AIM OF THE EXERCISE ->
Print the data again, exactly.

Natural language region descriptions:
···

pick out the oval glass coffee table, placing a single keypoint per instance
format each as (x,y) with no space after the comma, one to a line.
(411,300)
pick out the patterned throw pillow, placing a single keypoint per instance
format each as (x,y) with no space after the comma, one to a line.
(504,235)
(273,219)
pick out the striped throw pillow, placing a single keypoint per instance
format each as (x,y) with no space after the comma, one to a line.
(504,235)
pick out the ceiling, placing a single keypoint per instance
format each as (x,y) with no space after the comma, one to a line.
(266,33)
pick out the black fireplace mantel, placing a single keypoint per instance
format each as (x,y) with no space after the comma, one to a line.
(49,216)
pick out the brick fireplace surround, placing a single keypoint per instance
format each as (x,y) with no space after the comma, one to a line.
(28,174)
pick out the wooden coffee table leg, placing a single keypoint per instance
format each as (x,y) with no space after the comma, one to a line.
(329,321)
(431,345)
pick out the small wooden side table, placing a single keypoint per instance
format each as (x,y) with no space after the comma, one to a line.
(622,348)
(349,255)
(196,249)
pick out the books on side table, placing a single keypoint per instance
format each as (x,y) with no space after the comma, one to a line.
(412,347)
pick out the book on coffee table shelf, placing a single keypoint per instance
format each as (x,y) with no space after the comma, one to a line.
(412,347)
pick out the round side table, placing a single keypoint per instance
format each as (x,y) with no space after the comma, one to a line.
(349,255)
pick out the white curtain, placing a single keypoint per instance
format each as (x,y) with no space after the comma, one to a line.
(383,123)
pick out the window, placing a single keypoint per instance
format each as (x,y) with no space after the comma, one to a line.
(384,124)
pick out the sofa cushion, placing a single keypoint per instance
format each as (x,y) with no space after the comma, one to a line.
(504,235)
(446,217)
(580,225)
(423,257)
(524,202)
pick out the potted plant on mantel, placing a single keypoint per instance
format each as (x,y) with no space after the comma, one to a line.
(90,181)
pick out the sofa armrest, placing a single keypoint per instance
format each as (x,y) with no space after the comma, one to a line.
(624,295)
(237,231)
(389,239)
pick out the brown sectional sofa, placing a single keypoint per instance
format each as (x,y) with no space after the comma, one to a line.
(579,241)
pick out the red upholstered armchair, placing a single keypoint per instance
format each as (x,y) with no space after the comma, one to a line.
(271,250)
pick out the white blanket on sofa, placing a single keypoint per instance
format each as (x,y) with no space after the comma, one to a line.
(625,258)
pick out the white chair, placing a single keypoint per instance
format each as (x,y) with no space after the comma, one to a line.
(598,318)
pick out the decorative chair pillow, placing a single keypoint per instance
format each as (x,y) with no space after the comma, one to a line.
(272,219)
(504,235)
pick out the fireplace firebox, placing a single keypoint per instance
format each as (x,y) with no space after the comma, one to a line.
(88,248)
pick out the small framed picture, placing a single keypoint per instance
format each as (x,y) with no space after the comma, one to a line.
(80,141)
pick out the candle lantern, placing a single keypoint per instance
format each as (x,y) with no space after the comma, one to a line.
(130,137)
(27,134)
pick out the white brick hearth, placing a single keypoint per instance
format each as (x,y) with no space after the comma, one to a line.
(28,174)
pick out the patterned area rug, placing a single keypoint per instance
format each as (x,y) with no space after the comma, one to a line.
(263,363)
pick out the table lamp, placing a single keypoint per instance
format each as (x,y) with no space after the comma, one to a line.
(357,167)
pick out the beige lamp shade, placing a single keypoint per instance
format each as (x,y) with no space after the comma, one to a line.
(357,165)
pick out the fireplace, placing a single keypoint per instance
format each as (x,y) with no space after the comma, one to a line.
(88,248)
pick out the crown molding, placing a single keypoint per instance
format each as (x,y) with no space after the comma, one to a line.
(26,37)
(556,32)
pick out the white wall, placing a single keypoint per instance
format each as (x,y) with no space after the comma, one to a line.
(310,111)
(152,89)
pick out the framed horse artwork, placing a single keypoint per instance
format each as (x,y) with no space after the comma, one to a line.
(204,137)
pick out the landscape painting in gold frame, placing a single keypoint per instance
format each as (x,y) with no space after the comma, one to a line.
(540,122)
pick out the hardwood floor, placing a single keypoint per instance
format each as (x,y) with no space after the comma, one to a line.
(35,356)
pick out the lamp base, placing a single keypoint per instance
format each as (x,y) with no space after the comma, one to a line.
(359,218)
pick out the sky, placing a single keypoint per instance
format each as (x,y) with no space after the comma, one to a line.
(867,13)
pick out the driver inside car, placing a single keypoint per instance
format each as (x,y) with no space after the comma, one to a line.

···

SOLUTION TO THE PROBLEM ->
pick out the oval glass coffee table, placing a single keypoint per instance
format each as (x,y) with no space after the comma, one to a line.
(411,300)
pick out the patterned throw pillow, placing a single keypoint per instance
format each as (x,y) with no space after the comma, one to a line.
(504,235)
(273,219)
pick out the striped throw pillow, placing a single keypoint per instance
format each as (x,y) with no space after the comma, one to a line.
(504,235)
pick out the ceiling, placing a single keypoint per instance
format each as (x,y) with no space after the comma, one to a line.
(266,33)
pick out the black fireplace mantel, placing a single keypoint per instance
format each as (x,y) with no space after the comma, one to a line.
(49,216)
pick out the brick fireplace surround, placing a single keypoint per instance
format each as (x,y) with no space after the comma, one to a line.
(28,174)
pick out the wooden coffee table leg, placing a single keypoint per instance
format each as (x,y) with no space after the comma, one to a line.
(329,321)
(431,345)
pick out the small wooden side table, placing a single keypoint per instance
format each as (x,y) with no space after the comma, one to a line.
(622,348)
(349,255)
(196,249)
pick out the books on side table, placing a single keypoint per instance
format each as (x,y) with no space after the comma, one to a line.
(412,347)
pick out the book on coffee table shelf, placing a single keypoint per instance
format each as (x,y) with no space after the comma, one to a line.
(412,347)
pick out the round side table, placing a single keypoint per instance
format each as (x,y) with no space after the comma, one to a line.
(349,255)
pick out the white curtain, placing a single keypoint per instance
format each as (x,y) with no space after the comma, one to a line.
(383,123)
pick out the window, placing a single keypoint per instance
format each as (x,y) with no space after the comma, one to a line.
(384,124)
pick out the sofa cushion, placing a single keypoint per instance
format each as (x,y) with no space after the comma, one to a line.
(504,235)
(446,217)
(580,225)
(423,257)
(524,202)
pick out the potted plant on mantel, placing a single keypoint per instance
format each as (x,y) with no space after the comma, one to a line.
(90,181)
pick out the sofa armrest, placing a single keypoint per instance
format each as (x,y) with no space after the comma, one to a line.
(624,295)
(237,231)
(389,239)
pick out the brown sectional sofa, placing a single keypoint per instance
format each as (x,y) with no space after the comma, one to a line.
(579,241)
pick out the red upholstered armchair, placing a single keypoint per instance
format each as (x,y) with no space after the comma, one to a line.
(271,250)
pick out the white blanket on sofa, placing a single keypoint per instance
format each as (x,y) with no space after the comma, one to a line.
(625,258)
pick out the white chair, placing a single keypoint per instance
format each as (x,y) with no space after the comma, one to a line.
(598,318)
pick out the decorative chair pillow, placing a single keypoint per instance
format each as (x,y) with no space after the comma, one to a line.
(272,219)
(504,235)
pick out the fireplace firebox, placing a single keypoint per instance
format each as (x,y) with no space after the comma, one to a line.
(88,248)
pick out the small framed picture, placing a single keypoint per instance
format each as (x,y) with no space after the comma, one to a line.
(80,141)
pick out the candle lantern, placing a single keypoint per instance
format each as (x,y) with no space after the comma, one to a line.
(130,137)
(27,134)
pick out the white brick hearth, placing a single keypoint per instance
format each as (x,y) with no space after the comma, one to a line.
(28,174)
pick out the patterned area rug, placing a single keypoint per instance
format each as (x,y) with no space after the comma, one to a line.
(263,363)
pick out the table lamp, placing a single keypoint per instance
format each as (x,y) with no space after the comma, one to a line.
(357,167)
pick out the beige lamp shade, placing a single keypoint per instance
format each as (x,y) with no space after the comma, one to a line.
(357,165)
pick out the fireplace, placing a single keypoint per instance
format each as (x,y) with no space after the comma, one to a line.
(88,248)
pick out the crown molding, placing a single keypoint per instance
format each as (x,y) with no space after the comma, one to a line.
(26,37)
(556,32)
pick out the white wall, placing a single keypoint per instance
format each as (x,y) with no space after the comma, one to a line.
(310,111)
(152,89)
pick out the framed horse artwork, placing a single keypoint per instance
format each as (x,y) with no space after the comma, one to a line.
(204,137)
pick out the landscape painting in gold frame, placing a single keypoint per instance
format each as (x,y) with no space after the comma, one to a line.
(540,122)
pick out the hardwood floor, placing a single keypoint per instance
format each as (x,y) with no space after the comma, one to a line.
(35,356)
pick out the lamp base, placing a single keypoint per instance
format each as (x,y) with no space after the comma, one to a line.
(359,218)
pick out the sky, placing a single keypoint per instance
format each as (x,y) with no space after the comma, one to a line.
(867,13)
pick out the driver inside car, placing a single keypoint per instance
format each as (x,y) with no space after the comma, one to a line.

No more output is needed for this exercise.